Exercise objective –
Provide again, from the entries below, every line from the one containing "small arched entrance." through the one containing "Target: small arched entrance", exactly as written, and no other line.

Study material –
== Segment start ==
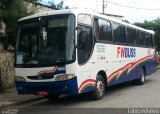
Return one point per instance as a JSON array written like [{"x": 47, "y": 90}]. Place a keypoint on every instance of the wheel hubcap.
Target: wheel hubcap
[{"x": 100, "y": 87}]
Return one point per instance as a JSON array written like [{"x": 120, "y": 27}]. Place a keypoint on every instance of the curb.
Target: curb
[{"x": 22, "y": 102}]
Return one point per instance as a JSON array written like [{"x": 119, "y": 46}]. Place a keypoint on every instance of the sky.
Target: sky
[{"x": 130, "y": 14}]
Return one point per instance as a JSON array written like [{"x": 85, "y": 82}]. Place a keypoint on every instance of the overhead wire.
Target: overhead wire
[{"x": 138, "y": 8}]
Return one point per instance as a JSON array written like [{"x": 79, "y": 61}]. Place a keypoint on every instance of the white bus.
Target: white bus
== Segment end ==
== Segment start ==
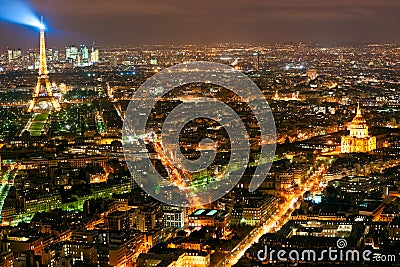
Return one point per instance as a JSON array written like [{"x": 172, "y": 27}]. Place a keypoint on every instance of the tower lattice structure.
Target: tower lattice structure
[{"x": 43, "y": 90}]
== Segment end ==
== Segment start ==
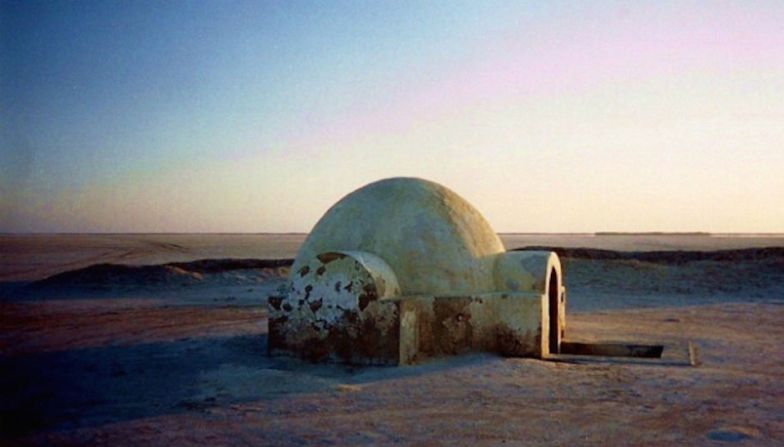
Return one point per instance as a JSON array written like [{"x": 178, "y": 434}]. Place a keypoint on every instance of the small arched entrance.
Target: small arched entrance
== Segment end ==
Response box –
Return one point per instance as a JSON array written like [{"x": 178, "y": 434}]. Place a keypoint on every instance of the small arched entrance.
Target: small arched entrance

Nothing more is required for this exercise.